- [What the task asks]: Restate the full listing word for word and leave the pictures out.

- [Source information]:
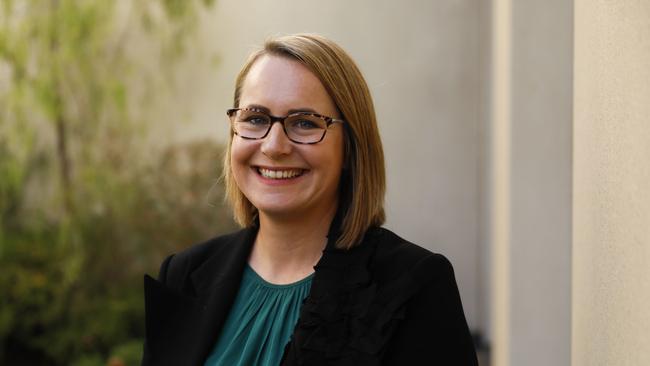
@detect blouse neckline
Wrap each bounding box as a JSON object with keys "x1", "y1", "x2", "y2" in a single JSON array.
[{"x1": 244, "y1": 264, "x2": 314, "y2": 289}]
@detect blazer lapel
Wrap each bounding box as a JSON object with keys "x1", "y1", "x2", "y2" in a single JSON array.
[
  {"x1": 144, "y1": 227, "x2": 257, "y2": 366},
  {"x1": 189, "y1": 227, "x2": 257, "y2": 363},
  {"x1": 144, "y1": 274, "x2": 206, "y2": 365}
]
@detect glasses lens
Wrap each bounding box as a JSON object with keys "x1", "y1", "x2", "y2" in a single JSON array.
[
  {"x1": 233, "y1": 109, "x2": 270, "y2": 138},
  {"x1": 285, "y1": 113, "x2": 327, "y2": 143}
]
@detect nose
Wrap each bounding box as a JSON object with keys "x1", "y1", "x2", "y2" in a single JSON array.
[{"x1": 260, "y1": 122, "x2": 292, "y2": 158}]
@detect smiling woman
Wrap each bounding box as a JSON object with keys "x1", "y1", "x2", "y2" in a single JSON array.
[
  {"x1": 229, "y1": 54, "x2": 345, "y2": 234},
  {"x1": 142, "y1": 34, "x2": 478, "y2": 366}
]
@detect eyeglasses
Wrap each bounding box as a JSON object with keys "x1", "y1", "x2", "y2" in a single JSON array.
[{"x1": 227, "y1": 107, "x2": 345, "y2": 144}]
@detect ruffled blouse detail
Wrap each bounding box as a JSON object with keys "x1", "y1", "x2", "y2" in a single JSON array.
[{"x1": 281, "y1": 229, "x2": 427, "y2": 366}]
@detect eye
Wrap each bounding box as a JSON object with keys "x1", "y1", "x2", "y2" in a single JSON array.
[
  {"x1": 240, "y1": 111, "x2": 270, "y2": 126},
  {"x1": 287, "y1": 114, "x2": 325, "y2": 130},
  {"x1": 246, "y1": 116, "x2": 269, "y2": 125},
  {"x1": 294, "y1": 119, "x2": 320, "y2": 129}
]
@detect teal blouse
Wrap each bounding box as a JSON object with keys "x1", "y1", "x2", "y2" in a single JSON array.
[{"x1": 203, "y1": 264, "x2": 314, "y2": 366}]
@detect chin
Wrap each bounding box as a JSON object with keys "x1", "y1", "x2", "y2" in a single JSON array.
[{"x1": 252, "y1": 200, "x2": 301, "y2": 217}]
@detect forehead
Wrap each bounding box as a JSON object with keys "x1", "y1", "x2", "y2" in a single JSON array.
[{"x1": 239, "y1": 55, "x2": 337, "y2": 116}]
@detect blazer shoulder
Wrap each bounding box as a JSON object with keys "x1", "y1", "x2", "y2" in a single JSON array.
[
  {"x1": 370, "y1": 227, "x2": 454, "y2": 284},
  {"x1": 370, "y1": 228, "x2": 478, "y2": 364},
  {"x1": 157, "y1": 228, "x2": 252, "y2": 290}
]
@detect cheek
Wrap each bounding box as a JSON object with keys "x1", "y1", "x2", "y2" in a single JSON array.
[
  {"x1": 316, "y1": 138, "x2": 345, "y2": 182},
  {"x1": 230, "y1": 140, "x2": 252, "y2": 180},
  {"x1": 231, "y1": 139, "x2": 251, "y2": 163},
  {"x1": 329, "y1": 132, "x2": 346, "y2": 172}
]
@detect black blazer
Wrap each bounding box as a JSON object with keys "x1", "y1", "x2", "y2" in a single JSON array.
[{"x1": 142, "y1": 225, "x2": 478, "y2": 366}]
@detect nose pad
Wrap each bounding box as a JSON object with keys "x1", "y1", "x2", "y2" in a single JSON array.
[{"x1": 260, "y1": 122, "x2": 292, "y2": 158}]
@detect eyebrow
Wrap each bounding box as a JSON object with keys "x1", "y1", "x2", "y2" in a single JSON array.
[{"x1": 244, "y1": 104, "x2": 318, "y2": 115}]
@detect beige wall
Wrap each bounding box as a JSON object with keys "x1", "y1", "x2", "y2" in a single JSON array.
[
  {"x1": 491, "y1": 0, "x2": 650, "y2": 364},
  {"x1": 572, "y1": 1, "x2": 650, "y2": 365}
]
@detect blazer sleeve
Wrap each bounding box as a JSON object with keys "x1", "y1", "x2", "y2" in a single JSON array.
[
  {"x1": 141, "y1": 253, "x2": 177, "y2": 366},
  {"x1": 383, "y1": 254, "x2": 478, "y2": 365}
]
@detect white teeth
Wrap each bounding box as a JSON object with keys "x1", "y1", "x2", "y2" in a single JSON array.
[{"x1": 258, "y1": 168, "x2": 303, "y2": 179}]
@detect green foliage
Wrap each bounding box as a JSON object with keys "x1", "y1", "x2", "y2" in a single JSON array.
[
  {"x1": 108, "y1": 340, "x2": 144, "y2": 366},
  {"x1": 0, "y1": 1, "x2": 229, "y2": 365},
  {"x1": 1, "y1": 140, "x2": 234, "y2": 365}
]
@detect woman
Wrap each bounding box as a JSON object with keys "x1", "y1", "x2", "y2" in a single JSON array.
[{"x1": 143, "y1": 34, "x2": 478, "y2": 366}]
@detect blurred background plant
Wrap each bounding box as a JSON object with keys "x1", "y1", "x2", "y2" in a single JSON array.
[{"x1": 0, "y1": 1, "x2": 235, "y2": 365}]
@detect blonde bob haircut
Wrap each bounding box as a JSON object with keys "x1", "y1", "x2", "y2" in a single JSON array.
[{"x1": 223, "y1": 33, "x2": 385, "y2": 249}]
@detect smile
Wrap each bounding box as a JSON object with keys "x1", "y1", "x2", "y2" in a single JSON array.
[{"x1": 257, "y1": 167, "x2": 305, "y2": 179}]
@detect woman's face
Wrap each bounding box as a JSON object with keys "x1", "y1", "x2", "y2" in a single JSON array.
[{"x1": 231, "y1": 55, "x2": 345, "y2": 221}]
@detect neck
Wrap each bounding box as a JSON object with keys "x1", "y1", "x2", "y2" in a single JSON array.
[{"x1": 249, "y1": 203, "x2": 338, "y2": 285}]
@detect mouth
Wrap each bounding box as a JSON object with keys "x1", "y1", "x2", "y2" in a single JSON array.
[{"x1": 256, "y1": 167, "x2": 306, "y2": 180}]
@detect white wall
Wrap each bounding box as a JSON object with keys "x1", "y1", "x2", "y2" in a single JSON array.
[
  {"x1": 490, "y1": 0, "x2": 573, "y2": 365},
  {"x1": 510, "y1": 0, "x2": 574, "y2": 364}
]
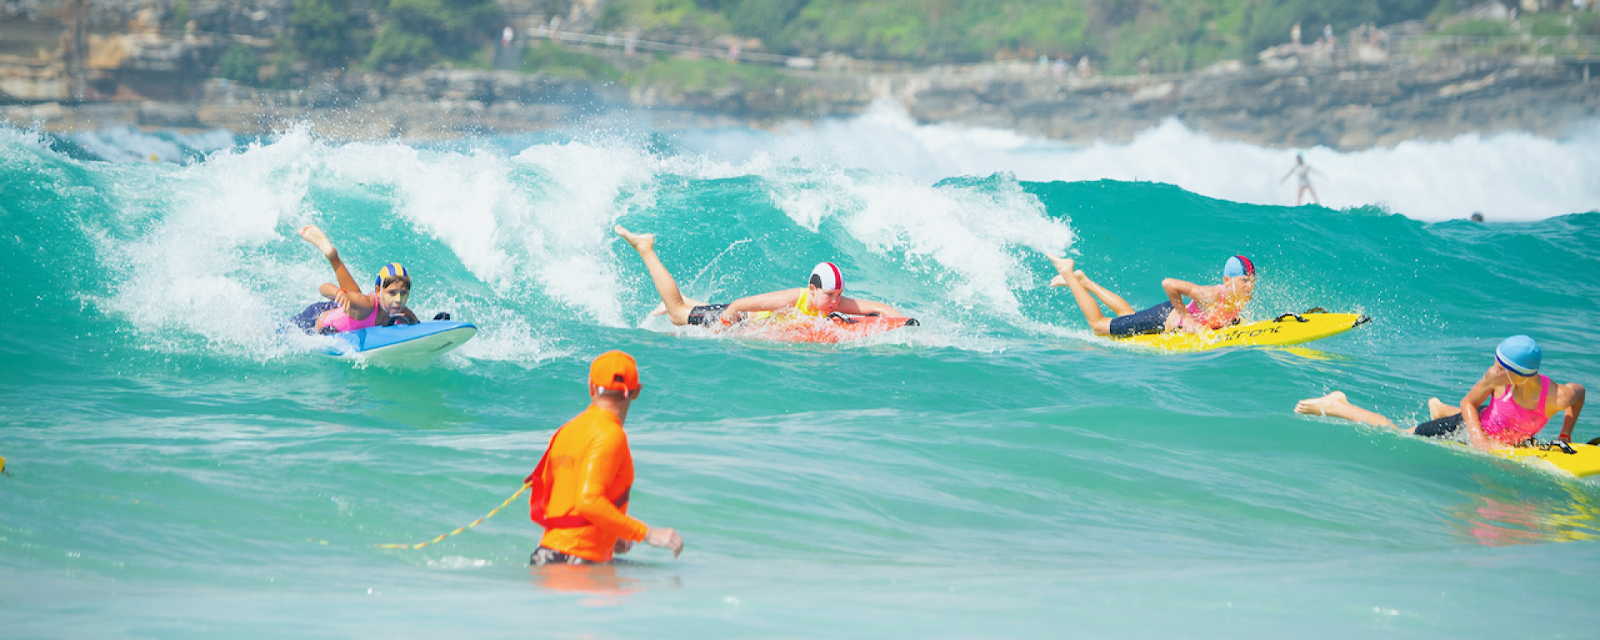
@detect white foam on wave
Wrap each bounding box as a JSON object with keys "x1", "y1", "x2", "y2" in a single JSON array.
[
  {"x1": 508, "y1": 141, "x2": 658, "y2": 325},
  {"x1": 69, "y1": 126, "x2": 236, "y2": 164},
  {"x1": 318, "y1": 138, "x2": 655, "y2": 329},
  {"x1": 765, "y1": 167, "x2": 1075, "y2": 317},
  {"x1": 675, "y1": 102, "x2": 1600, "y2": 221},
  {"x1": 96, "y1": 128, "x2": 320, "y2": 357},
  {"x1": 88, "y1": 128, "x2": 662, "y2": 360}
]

- [Written response]:
@detect blouse neckline
Wrap each bounding box as a JSON object with keys "x1", "y1", "x2", "y2" in a single JSON array.
[{"x1": 244, "y1": 264, "x2": 314, "y2": 289}]
@detect blazer lapel
Wrap each bounding box as a JSON object with keys "x1", "y1", "x2", "y2" in a single JSON array.
[
  {"x1": 144, "y1": 227, "x2": 257, "y2": 366},
  {"x1": 189, "y1": 227, "x2": 257, "y2": 363},
  {"x1": 144, "y1": 274, "x2": 206, "y2": 365}
]
@detect glasses lens
Wrap each bounding box as a JSON object with keys "x1", "y1", "x2", "y2" in a single JSON array.
[
  {"x1": 233, "y1": 109, "x2": 270, "y2": 138},
  {"x1": 285, "y1": 113, "x2": 327, "y2": 143}
]
@detect nose
Wrap each bounding box as a JSON object with keys "x1", "y1", "x2", "y2" in a single JSON array.
[{"x1": 260, "y1": 122, "x2": 292, "y2": 158}]
@detect smiling woman
Wrap each bounding box as a JSON object with keys "x1", "y1", "x2", "y2" in a single JSON array.
[
  {"x1": 229, "y1": 54, "x2": 345, "y2": 234},
  {"x1": 142, "y1": 34, "x2": 478, "y2": 366}
]
@detect eyeglasses
Wrap each bounding box as a JSON object with keys "x1", "y1", "x2", "y2" in a single JSON array.
[{"x1": 227, "y1": 107, "x2": 345, "y2": 144}]
@detect ruffled blouse detail
Wrap each bounding box as a JSON object with keys "x1", "y1", "x2", "y2" in a single JSON array.
[{"x1": 281, "y1": 229, "x2": 427, "y2": 366}]
@detect eye
Wrap each bounding box as a JSON object with keys "x1", "y1", "x2", "y2" in a single JSON array.
[
  {"x1": 240, "y1": 111, "x2": 270, "y2": 126},
  {"x1": 287, "y1": 114, "x2": 325, "y2": 130},
  {"x1": 246, "y1": 116, "x2": 269, "y2": 125},
  {"x1": 294, "y1": 119, "x2": 320, "y2": 129}
]
@detect teal blouse
Wrap each bounding box as a JSON object with keys "x1", "y1", "x2", "y2" in a single JSON array.
[{"x1": 203, "y1": 264, "x2": 314, "y2": 366}]
@detect chin
Wrap each bounding box as a JSON object with keys "x1", "y1", "x2", "y2" in a single JSON array.
[{"x1": 252, "y1": 200, "x2": 301, "y2": 217}]
@detect forehead
Wrap each bounding box as a JSON object with keys "x1", "y1", "x2", "y2" in a single JSON array.
[{"x1": 239, "y1": 55, "x2": 337, "y2": 116}]
@detect blazer shoulder
Wrap each bounding box as a JSON object with keys "x1", "y1", "x2", "y2" in a single JSON array.
[
  {"x1": 370, "y1": 227, "x2": 454, "y2": 284},
  {"x1": 370, "y1": 228, "x2": 478, "y2": 364},
  {"x1": 157, "y1": 228, "x2": 252, "y2": 290}
]
@detect cheek
Wrap each bounding box as a JSON object with keys "x1", "y1", "x2", "y2" in a single JSON array.
[
  {"x1": 316, "y1": 138, "x2": 345, "y2": 182},
  {"x1": 230, "y1": 140, "x2": 252, "y2": 180},
  {"x1": 231, "y1": 139, "x2": 251, "y2": 163},
  {"x1": 329, "y1": 132, "x2": 346, "y2": 172}
]
@detect black blazer
Wrap each bounding box as a JSON object with keys "x1", "y1", "x2", "y2" in a single JSON array.
[{"x1": 142, "y1": 225, "x2": 478, "y2": 366}]
@detect nose pad
Wrap each bounding box as a JSON object with keys "x1", "y1", "x2", "y2" in a single JSON array.
[{"x1": 260, "y1": 122, "x2": 292, "y2": 158}]
@detect eyebrow
Wrap each bounding box as a JSON object with keys "x1", "y1", "x2", "y2" in a single JSON array.
[{"x1": 244, "y1": 104, "x2": 318, "y2": 115}]
@detect beige wall
Wrap each bounding box as a JSON object with keys "x1", "y1", "x2", "y2" in a single JSON array.
[
  {"x1": 491, "y1": 0, "x2": 650, "y2": 364},
  {"x1": 572, "y1": 1, "x2": 650, "y2": 365}
]
@detect blazer sleeve
Wrap each bounding box as a JSON object with keys "x1", "y1", "x2", "y2" in a single JSON array.
[
  {"x1": 141, "y1": 253, "x2": 177, "y2": 366},
  {"x1": 383, "y1": 254, "x2": 478, "y2": 365}
]
@detect white teeth
Wrap each bounding box as a JSON object with keys "x1", "y1", "x2", "y2" in a single JSON array.
[{"x1": 258, "y1": 168, "x2": 303, "y2": 179}]
@detect green foliage
Wrap each bounding box as a JSON object with keys "x1", "y1", "x2", "y2" in a single JSON array.
[
  {"x1": 108, "y1": 340, "x2": 144, "y2": 366},
  {"x1": 0, "y1": 1, "x2": 229, "y2": 365},
  {"x1": 1, "y1": 140, "x2": 234, "y2": 365}
]
@detect woman
Wrap each bounding box as a JSON object with keys "x1", "y1", "x2", "y2" in a single JSON array.
[{"x1": 143, "y1": 34, "x2": 478, "y2": 366}]
@detect blurred background plant
Wrap each bounding box as a JSON object with keys "x1", "y1", "x2", "y2" in a single JSON array.
[{"x1": 0, "y1": 1, "x2": 235, "y2": 365}]
@detect blonde bob haircut
Wrap each bounding box as a JSON object with keys "x1", "y1", "x2", "y2" in a single JSON array.
[{"x1": 223, "y1": 33, "x2": 385, "y2": 249}]
@detect smile
Wrap each bounding box as a JSON object with keys "x1", "y1", "x2", "y2" in a single JSON array.
[{"x1": 257, "y1": 167, "x2": 305, "y2": 179}]
@detect woman's face
Wrap each bounding box as a JSON object with keys "x1", "y1", "x2", "y2" in a single JSON array.
[{"x1": 231, "y1": 55, "x2": 345, "y2": 221}]
@detect neck
Wrap each bounding box as a JSON object with keys "x1", "y1", "x2", "y2" in a single JSON array.
[{"x1": 249, "y1": 203, "x2": 338, "y2": 285}]
@detect mouth
Wrap each bounding box as a JSON object with keys "x1", "y1", "x2", "y2" in a single JSON array.
[{"x1": 256, "y1": 167, "x2": 306, "y2": 180}]
@detect white wall
Wrap each bounding box as a JSON object with keys "x1", "y1", "x2", "y2" in a single JSON array.
[
  {"x1": 490, "y1": 0, "x2": 573, "y2": 365},
  {"x1": 510, "y1": 0, "x2": 574, "y2": 364}
]
@detect white foam on wave
Wrap each bounding box as a JSON object with keys "x1", "y1", "x2", "y2" in a single JSON array.
[
  {"x1": 508, "y1": 141, "x2": 658, "y2": 325},
  {"x1": 69, "y1": 126, "x2": 236, "y2": 164},
  {"x1": 318, "y1": 138, "x2": 655, "y2": 329},
  {"x1": 765, "y1": 167, "x2": 1075, "y2": 317},
  {"x1": 675, "y1": 102, "x2": 1600, "y2": 221},
  {"x1": 96, "y1": 128, "x2": 320, "y2": 357},
  {"x1": 88, "y1": 128, "x2": 662, "y2": 360}
]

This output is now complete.